■ Goal ■
Write out each of the following items word for word, including every line.

■ Provided data ■
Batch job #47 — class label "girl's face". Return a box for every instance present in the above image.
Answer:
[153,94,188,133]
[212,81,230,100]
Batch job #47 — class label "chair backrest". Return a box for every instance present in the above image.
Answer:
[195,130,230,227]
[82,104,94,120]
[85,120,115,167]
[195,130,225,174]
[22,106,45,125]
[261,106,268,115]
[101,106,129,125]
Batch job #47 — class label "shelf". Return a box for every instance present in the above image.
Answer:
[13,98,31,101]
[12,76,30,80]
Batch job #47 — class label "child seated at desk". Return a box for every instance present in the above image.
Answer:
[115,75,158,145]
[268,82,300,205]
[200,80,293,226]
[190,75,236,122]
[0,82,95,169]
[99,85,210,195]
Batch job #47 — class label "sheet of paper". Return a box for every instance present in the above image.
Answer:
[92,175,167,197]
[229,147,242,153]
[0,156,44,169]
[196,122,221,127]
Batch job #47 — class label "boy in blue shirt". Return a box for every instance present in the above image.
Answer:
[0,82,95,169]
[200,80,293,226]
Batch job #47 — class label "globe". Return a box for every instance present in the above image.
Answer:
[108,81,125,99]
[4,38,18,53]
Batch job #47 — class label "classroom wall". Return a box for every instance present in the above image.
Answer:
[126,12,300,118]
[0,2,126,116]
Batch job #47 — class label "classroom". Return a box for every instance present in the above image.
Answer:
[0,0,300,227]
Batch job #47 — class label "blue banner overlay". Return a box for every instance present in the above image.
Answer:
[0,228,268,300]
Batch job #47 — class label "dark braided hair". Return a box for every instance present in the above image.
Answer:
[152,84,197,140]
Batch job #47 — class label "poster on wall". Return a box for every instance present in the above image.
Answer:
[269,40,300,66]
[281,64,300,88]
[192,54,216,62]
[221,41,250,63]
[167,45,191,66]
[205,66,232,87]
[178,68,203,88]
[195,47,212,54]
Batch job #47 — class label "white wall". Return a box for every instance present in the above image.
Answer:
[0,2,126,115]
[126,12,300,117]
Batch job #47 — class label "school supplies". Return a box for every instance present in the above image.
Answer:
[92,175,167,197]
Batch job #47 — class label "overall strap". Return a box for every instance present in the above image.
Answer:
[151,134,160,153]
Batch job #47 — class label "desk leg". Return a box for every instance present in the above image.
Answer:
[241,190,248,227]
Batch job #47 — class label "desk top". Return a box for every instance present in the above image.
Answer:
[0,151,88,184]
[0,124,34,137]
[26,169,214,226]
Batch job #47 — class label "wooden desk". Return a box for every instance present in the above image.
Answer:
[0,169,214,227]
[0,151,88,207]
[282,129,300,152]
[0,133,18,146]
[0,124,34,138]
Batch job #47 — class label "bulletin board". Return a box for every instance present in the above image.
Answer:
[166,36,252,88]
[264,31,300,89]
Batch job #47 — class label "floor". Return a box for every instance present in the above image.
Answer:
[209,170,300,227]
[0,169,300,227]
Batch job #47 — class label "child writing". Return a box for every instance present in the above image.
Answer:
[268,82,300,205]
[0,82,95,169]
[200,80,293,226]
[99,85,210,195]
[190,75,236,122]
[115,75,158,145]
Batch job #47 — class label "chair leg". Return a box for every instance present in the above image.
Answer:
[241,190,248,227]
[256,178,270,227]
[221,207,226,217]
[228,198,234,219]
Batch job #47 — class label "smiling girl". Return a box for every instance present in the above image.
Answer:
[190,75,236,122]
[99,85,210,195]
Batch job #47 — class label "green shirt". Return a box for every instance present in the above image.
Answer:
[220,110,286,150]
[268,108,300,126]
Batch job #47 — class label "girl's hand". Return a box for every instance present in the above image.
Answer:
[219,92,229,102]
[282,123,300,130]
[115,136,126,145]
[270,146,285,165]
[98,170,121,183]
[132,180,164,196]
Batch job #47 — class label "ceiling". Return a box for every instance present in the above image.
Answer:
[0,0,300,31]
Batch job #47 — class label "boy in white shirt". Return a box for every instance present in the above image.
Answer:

■ Result for this exercise ■
Batch job #47 — class label "girl's face". Return a box for every instance present in the above image.
Answer:
[153,94,188,133]
[212,81,230,100]
Batch job #47 — class label "chair backrest". Return a box for every instance present in the above image.
Answer:
[195,130,230,227]
[82,104,94,120]
[85,120,115,167]
[195,130,225,174]
[22,106,45,125]
[261,106,268,115]
[101,106,129,125]
Batch job #47 — class label "shelf". Return a box for every instance present in the above image.
Answer:
[13,98,31,101]
[12,76,30,80]
Batch job #47 — class label "child seated at desk". Return a box for every instance present in the above image.
Answer:
[115,75,158,145]
[268,82,300,205]
[200,80,293,226]
[190,75,236,122]
[0,82,95,169]
[99,85,210,195]
Batch job #47 — class label "sheet of paper". Return a box for every instance present in the above image.
Answer:
[92,175,167,197]
[229,147,242,153]
[0,156,44,169]
[196,122,221,127]
Batch job #47 — class label "boy in blue shirt". Return a box for every instance present in the above image.
Answer:
[0,82,95,169]
[200,80,293,226]
Batch job #47 — class label "globe". Return a box for every instance present in the above image.
Answer:
[108,81,125,99]
[4,38,18,53]
Batch job #47 — class label "classroom wall". Return a box for every instance present in the above image.
Answer:
[126,12,300,118]
[0,2,126,116]
Batch job #47 — class label "classroom". Return a box for every instance present in the above image.
Answer:
[0,0,300,227]
Batch job #47 — class label "blue banner overlay". Return a box for every instance present in the above image.
Answer:
[0,228,268,300]
Batch job #47 — class label "dark braided hair". Return a box for every instance present in the above image.
Answer:
[152,84,197,140]
Batch job #47 — class label "poster on wall". Return a box for every instance present in the above image.
Answer:
[269,40,300,66]
[281,64,300,88]
[192,54,216,62]
[221,41,250,63]
[167,45,191,66]
[205,66,232,87]
[178,68,203,88]
[195,47,212,54]
Batch job #47 — class label "white wall". Return a box for every instance present in the above image.
Answer:
[0,2,126,115]
[126,12,300,117]
Batch job #47 — class label "school supplies". Return a box for every instance present in the above image.
Answer:
[92,175,167,197]
Batch job #47 — class label "overall strap". Return a box for every instance present in the above image.
Answer:
[151,134,160,153]
Batch job #47 — class label "desk leg". Return a box for every instance present in the above image.
Answer:
[241,190,248,227]
Batch job #47 — class label "desk top". Return a box for every instance present in the above image.
Answer:
[0,151,88,184]
[0,124,34,137]
[26,169,214,226]
Batch job #47 — class label "wooden desk". Return a box for every instance present in the above image.
Answer:
[0,169,214,227]
[0,151,88,207]
[282,129,300,152]
[0,133,18,146]
[0,124,34,138]
Batch job #47 — class label "bulletin board". Return a box for every instance present in the above image.
Answer:
[166,36,252,88]
[264,31,300,89]
Batch job #47 — class label "floor". Return a box for every instance present in the above image.
Answer:
[209,170,300,227]
[0,169,300,227]
Batch job #47 — class label "child writing". Return a box for every instance present in the above image.
Answer:
[268,82,300,205]
[0,82,95,169]
[200,80,293,226]
[99,85,210,195]
[190,75,236,122]
[115,75,158,145]
Batch job #47 — class label "chair leg". Return a box for every instance present in the above image.
Answer:
[241,190,248,227]
[256,178,270,227]
[221,207,226,217]
[228,198,234,219]
Batch job #47 — class label "smiling girl". Return a box for every instance present in the above image.
Answer:
[190,75,236,122]
[99,85,210,195]
Batch job #47 — class label "green shirt". Return a box for every instance present in the above image.
Answer:
[220,110,286,150]
[268,108,300,126]
Batch job #47 — class label "girl's hand". Return a box for every instance present in the above image.
Answer:
[219,92,229,102]
[282,123,300,130]
[115,136,126,145]
[270,146,285,165]
[98,170,121,183]
[132,180,164,196]
Batch job #47 — class label "ceiling". Return a box for every instance present in the above image.
Answer:
[0,0,300,31]
Batch job #47 — class label "boy in white shirt". Return a box for every instance present in the above image.
Answer:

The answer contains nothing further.